Nothing but the lines from the line with "Task: place one point on each instance of the handbag" through the end of the data is to be copied, and each is to be copied exactly.

Given records Start Marker

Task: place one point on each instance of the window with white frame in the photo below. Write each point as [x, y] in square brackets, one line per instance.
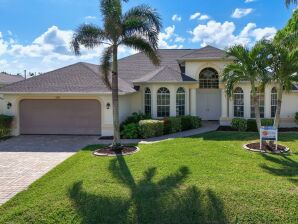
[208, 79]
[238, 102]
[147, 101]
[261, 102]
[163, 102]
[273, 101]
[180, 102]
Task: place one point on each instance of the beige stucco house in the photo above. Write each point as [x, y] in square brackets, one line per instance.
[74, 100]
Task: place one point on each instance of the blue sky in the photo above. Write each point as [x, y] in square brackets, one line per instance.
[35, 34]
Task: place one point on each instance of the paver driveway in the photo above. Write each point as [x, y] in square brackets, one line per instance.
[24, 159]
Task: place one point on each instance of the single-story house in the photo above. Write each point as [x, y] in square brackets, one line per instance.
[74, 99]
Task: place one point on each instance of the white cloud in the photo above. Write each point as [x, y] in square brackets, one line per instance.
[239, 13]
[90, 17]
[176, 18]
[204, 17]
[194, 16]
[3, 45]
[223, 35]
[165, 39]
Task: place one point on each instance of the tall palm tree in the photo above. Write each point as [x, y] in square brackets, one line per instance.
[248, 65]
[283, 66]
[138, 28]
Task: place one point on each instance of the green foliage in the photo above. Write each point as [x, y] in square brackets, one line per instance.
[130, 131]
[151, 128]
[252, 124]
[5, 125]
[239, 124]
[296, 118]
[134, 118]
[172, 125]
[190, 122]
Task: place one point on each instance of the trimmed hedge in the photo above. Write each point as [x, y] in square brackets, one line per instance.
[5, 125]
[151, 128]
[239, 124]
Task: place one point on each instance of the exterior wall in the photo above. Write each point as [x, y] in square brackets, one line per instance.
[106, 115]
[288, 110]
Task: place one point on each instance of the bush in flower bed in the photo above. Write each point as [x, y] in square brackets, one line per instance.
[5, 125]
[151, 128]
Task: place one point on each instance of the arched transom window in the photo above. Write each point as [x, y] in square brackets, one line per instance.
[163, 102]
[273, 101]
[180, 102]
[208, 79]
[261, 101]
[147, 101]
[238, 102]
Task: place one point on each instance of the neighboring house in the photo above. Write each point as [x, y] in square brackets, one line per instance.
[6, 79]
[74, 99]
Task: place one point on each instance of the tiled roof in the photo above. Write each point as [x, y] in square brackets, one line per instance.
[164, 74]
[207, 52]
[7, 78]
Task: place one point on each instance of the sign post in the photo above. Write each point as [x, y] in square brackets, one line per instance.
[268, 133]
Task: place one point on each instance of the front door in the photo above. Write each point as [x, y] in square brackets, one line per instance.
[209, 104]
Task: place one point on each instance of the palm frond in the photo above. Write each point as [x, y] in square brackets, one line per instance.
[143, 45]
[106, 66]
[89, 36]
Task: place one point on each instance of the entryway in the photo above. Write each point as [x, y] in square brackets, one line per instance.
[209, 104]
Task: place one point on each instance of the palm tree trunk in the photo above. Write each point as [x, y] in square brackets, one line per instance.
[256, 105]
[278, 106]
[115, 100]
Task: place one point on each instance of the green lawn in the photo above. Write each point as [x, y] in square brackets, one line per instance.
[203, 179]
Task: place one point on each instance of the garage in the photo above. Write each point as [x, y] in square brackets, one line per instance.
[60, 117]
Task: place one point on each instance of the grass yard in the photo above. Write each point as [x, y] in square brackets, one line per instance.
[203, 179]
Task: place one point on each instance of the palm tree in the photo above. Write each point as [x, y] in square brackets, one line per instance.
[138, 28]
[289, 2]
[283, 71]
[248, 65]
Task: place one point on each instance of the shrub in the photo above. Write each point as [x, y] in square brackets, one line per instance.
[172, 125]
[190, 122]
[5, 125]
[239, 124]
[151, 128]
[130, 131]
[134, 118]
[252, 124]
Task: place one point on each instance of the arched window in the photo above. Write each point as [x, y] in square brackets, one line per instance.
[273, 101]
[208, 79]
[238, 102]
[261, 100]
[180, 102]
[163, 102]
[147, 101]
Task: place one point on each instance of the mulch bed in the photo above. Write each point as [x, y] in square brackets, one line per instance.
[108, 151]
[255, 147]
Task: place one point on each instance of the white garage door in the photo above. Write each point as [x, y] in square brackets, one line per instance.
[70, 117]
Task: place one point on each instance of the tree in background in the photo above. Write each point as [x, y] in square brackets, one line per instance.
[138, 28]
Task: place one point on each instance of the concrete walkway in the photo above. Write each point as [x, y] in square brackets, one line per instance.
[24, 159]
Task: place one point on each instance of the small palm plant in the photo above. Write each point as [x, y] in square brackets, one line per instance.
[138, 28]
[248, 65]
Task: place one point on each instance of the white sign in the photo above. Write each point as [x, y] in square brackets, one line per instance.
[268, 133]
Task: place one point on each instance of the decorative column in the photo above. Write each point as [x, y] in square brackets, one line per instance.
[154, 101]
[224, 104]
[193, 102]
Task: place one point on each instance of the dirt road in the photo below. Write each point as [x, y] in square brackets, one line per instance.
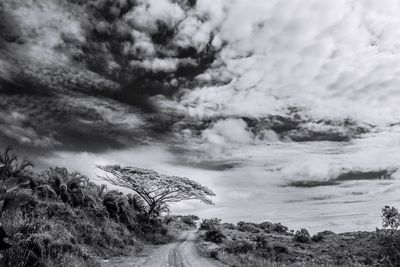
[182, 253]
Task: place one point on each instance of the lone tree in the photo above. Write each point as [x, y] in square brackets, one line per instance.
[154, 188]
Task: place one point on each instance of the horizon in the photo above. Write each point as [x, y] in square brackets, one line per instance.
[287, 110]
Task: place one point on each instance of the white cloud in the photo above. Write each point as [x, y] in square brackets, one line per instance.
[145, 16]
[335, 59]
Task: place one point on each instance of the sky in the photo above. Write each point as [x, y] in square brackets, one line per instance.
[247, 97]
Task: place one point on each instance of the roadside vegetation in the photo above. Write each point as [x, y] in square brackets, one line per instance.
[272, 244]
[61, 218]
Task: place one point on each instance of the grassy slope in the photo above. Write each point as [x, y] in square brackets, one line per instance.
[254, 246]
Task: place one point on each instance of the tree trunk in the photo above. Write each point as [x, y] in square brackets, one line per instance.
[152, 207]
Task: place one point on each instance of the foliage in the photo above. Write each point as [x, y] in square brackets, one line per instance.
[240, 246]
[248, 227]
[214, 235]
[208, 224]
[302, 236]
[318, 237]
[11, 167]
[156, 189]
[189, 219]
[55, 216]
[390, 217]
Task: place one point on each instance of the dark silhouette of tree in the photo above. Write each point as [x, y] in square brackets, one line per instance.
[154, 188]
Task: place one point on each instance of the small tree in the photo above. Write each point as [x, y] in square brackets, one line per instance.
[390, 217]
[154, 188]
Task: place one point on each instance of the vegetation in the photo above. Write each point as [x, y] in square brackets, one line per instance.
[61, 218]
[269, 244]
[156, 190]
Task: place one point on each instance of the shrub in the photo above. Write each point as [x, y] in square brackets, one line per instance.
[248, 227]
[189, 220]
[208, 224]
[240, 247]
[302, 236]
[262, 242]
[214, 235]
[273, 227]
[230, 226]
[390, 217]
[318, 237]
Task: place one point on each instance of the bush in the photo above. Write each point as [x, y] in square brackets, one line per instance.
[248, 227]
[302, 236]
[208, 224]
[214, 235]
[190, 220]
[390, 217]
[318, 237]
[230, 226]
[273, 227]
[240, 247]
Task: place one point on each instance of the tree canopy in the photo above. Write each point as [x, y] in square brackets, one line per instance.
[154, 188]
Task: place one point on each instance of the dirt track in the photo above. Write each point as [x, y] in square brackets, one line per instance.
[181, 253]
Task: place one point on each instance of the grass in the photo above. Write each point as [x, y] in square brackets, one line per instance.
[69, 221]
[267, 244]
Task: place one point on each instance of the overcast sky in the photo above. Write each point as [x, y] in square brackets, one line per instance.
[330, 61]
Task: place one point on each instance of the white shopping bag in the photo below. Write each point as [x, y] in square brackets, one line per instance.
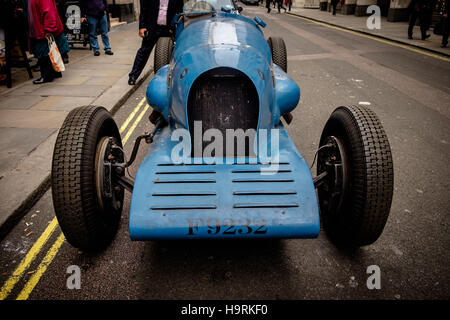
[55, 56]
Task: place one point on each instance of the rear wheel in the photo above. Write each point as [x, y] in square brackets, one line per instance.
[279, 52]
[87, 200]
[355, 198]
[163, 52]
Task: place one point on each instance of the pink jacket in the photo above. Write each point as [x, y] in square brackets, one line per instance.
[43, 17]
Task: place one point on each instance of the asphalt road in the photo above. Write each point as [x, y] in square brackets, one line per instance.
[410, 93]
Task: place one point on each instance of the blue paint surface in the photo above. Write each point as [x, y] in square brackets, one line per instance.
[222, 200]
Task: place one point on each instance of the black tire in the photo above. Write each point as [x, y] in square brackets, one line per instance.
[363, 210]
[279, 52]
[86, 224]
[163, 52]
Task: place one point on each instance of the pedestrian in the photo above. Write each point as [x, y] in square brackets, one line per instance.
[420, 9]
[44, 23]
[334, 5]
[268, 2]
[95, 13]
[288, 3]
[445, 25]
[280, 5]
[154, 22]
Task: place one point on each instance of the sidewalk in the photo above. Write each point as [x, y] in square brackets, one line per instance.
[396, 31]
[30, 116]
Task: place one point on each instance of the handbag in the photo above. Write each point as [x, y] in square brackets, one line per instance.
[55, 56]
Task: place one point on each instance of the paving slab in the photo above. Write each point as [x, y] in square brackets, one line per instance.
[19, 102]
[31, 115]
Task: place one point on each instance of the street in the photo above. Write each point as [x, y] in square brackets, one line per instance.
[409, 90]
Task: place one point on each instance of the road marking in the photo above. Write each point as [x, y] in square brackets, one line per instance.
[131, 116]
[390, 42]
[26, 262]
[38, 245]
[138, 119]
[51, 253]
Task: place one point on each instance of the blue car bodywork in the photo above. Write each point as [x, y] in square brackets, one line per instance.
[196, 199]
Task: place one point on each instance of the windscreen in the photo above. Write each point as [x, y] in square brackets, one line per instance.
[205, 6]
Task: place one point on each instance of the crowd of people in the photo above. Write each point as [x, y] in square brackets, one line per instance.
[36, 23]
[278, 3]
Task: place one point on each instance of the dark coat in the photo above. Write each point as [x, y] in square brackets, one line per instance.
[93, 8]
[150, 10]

Given records End Marker

▶ **Answer for this exercise**:
Task: place one point on each instance of the handbag in the photo above. Write each point as [x, y] in square brackets, one line per instance.
[55, 56]
Task: place one point on each instance of the paving slab in the photo above. Write each point as [x, y] in square brackets, one line per instance.
[19, 102]
[31, 115]
Task: place one point on each instance of the street in the photo above. Write each point as [x, y] in square brackets, one line per instance.
[409, 90]
Task: place one point on each instance of the road marking in the photo above. Write each point as [x, y] in square brackets, one line per instance.
[131, 116]
[390, 42]
[26, 262]
[38, 245]
[138, 119]
[51, 253]
Task: place one point on each instance of the blue car bodywork in the photo above. Write each point as [x, y] in square brackets, one line per instance.
[196, 199]
Task: place one point on each instance of the windscreen in the photo above. Write each point as [x, y] in square brackets, one line per instance.
[205, 6]
Task: place one point on each instance of the crowd of people in the photo above. Write each point as [x, y] in square brackets, one line per instance.
[36, 23]
[278, 3]
Task: place one point on each instance of the dark coat in the photo above. Write each point as [x, y] in square brackets, one line per instance.
[93, 8]
[150, 10]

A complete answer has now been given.